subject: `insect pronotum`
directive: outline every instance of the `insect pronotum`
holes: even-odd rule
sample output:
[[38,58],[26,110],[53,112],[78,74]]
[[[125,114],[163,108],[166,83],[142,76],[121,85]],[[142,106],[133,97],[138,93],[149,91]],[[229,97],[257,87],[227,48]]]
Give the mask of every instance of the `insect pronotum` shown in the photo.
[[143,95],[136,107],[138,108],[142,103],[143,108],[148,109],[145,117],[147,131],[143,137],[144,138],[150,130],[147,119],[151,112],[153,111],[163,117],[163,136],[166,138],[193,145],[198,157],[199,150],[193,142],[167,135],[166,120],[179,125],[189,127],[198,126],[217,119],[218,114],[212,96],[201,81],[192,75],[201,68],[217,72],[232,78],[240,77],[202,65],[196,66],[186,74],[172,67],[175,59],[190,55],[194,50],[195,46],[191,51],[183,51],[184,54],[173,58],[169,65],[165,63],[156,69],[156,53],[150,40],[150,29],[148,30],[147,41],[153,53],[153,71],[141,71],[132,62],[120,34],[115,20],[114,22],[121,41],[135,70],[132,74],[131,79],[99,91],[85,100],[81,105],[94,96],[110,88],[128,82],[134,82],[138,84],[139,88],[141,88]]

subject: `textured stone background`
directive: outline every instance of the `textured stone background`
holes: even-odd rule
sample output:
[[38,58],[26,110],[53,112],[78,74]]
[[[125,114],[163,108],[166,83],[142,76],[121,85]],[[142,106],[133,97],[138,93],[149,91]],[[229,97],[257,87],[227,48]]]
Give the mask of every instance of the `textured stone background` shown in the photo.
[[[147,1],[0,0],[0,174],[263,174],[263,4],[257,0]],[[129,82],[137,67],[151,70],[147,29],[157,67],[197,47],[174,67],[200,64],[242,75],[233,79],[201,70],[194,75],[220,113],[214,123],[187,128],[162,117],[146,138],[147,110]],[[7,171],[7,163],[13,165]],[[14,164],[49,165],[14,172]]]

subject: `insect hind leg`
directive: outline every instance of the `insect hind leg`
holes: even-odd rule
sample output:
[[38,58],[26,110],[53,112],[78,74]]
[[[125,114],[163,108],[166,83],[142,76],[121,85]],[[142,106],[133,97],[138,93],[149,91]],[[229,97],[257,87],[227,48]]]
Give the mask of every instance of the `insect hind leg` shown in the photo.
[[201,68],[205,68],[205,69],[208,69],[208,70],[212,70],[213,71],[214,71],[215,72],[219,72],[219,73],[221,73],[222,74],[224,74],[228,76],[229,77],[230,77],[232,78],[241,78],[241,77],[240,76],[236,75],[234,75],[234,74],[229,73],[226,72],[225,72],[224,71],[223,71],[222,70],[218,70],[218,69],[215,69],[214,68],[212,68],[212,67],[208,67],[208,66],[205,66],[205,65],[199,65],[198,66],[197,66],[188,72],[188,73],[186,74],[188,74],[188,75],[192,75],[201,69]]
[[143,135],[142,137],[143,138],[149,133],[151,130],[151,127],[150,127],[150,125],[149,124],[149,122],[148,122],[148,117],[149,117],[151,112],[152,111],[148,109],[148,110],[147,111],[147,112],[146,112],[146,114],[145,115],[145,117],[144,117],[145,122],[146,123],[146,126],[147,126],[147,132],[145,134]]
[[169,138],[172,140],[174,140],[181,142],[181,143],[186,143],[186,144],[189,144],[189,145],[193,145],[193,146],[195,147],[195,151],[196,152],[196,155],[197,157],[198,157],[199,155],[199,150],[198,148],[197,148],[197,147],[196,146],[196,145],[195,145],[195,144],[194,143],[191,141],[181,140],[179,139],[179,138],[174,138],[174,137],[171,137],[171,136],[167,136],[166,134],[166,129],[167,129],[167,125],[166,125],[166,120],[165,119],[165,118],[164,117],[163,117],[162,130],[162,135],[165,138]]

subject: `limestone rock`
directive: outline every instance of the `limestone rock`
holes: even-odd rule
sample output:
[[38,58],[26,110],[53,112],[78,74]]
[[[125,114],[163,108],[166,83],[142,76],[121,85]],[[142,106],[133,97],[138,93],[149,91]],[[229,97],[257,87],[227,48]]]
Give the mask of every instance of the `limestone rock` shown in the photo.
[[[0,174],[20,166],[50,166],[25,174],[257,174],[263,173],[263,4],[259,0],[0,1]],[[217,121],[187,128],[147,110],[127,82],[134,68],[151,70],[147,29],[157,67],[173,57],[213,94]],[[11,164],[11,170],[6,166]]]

...

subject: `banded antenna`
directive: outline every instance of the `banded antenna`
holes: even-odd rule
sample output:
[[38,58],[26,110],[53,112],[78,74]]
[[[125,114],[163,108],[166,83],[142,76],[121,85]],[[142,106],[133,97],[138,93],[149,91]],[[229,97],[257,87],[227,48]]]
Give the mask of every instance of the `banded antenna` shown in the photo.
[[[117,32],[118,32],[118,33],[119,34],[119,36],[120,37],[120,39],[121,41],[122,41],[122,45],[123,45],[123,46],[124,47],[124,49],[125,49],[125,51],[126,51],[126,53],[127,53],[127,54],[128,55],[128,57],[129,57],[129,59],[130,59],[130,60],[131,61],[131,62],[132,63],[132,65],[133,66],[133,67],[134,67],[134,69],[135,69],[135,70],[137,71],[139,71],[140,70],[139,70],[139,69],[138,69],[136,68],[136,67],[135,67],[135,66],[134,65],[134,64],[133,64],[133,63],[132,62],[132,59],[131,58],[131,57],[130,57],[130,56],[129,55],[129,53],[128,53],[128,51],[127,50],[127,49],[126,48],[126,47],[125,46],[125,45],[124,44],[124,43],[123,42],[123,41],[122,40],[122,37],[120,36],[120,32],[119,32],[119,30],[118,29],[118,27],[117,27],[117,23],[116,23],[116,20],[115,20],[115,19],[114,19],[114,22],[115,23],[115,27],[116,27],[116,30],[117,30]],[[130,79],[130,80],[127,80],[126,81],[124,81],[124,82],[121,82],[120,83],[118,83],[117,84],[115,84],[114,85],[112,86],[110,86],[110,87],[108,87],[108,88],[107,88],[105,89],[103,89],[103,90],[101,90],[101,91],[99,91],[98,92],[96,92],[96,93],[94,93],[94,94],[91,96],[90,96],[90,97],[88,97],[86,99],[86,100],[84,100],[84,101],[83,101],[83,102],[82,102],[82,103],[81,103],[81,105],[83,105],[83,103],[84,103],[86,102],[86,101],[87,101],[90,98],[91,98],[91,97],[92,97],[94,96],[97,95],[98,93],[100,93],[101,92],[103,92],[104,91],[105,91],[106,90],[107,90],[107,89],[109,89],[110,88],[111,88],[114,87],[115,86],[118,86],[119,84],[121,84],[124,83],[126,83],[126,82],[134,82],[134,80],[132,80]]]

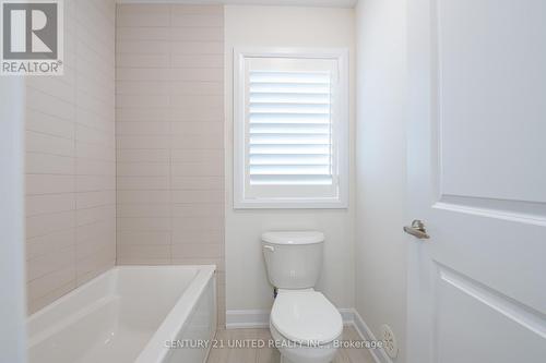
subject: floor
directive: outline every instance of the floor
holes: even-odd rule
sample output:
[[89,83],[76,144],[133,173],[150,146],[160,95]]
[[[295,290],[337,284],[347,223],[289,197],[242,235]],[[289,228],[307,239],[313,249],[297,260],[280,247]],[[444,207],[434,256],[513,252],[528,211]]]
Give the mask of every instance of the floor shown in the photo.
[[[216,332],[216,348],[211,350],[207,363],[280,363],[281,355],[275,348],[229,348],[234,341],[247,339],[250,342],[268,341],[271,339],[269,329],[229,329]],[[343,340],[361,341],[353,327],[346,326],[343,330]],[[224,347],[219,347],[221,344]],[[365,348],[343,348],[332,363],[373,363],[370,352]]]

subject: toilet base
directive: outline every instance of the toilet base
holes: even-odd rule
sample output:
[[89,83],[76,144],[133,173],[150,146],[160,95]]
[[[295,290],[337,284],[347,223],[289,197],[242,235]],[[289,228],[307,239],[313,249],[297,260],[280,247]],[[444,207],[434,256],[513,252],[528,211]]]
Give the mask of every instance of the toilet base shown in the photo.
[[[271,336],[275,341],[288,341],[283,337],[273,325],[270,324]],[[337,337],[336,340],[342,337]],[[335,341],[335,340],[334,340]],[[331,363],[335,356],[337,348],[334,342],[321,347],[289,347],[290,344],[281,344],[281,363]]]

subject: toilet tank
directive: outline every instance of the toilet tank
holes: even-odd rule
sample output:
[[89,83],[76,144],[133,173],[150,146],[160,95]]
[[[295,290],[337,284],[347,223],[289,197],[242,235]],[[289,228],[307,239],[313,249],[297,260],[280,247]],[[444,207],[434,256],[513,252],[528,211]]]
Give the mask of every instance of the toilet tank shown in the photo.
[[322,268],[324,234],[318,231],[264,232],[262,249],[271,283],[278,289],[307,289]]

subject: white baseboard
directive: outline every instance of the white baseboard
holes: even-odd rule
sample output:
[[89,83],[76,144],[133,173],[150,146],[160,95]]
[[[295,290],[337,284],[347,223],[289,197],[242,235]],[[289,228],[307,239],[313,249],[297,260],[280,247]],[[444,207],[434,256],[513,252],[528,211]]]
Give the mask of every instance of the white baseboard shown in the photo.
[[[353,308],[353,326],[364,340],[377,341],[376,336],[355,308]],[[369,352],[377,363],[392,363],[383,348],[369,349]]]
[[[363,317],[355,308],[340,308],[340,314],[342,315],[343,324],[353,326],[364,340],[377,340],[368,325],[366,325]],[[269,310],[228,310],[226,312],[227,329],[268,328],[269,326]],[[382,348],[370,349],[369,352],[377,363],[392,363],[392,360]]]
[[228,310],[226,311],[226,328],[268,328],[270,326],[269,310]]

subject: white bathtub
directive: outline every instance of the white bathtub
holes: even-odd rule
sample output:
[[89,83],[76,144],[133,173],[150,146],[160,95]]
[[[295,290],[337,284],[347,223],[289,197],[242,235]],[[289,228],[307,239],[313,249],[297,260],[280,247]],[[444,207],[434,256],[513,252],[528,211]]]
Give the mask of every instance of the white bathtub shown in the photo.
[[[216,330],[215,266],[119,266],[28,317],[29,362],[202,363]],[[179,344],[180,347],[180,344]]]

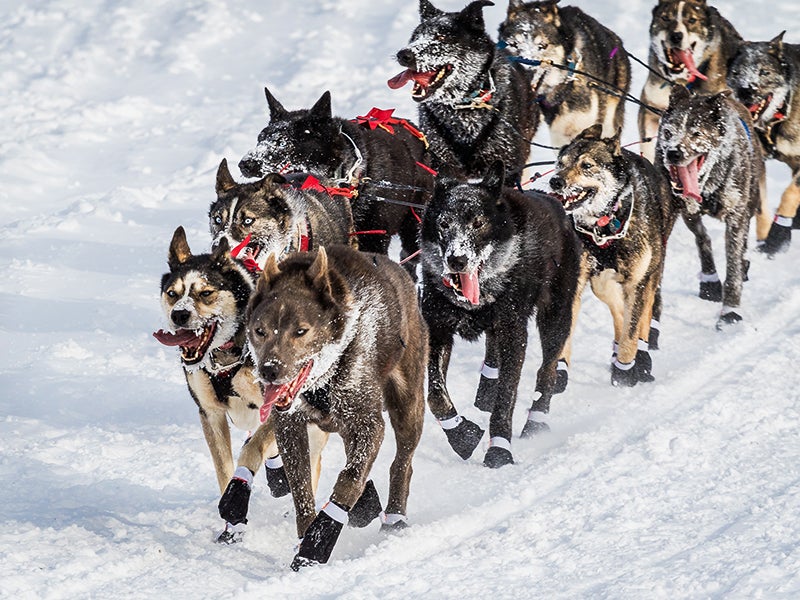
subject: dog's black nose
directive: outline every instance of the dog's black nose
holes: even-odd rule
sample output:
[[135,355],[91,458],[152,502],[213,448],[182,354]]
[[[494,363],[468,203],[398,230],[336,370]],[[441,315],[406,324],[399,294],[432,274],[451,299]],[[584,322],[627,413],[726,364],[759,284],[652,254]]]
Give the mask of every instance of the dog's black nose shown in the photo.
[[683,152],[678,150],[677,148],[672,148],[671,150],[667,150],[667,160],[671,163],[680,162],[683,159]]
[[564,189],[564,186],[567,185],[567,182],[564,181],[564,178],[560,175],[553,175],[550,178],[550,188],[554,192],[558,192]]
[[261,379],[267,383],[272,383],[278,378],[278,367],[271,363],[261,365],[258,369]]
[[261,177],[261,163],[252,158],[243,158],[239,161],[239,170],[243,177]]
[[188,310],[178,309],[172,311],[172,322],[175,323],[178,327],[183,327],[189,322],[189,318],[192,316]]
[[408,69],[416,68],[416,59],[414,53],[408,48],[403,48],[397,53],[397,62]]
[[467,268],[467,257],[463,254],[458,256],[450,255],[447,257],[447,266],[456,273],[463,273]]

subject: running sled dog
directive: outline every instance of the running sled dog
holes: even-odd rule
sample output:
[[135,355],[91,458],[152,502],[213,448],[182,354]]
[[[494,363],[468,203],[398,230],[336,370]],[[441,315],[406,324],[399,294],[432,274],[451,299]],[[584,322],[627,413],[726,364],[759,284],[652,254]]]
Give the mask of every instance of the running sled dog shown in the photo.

→ Instructions to follow:
Pull out every line of the data above that contains the string "white". Case matters.

→ Solution to the problem:
subject: white baseboard
directive: outline every instance of the white baseboard
Give the mask of every instance of the white baseboard shown in the photo.
subject: white bathtub
directive: outline every instance of the white bathtub
Give the mask of every instance of the white bathtub shown in the photo.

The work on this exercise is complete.